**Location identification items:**
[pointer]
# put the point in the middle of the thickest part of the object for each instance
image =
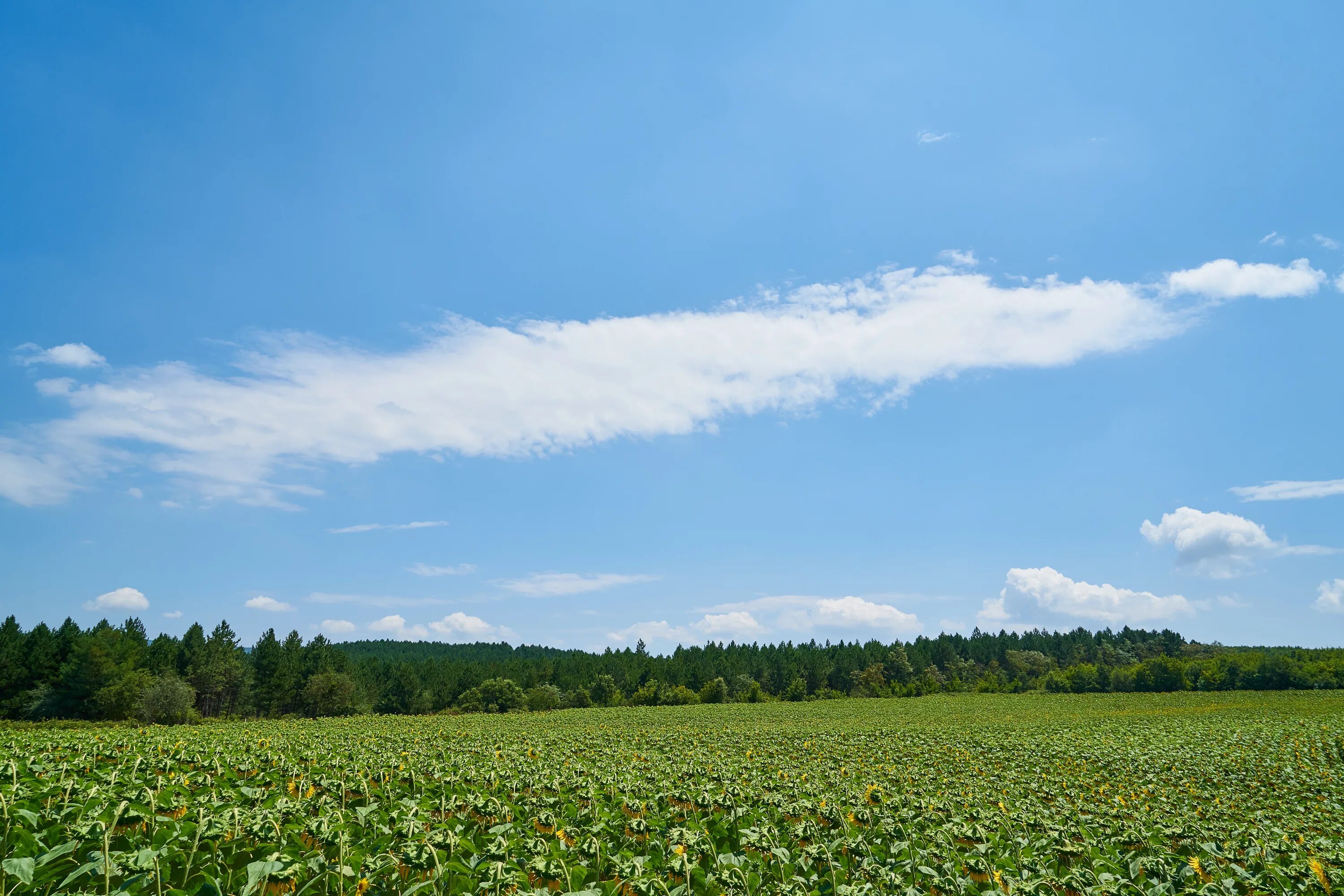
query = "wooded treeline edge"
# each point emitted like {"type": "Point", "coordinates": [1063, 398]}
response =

...

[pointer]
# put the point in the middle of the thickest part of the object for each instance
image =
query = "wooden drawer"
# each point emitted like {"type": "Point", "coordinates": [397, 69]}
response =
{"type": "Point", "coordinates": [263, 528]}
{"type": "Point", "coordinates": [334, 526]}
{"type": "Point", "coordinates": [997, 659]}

**Your objective:**
How many lines of the records contain the string "type"? Reply with the number only.

**Written answer:**
5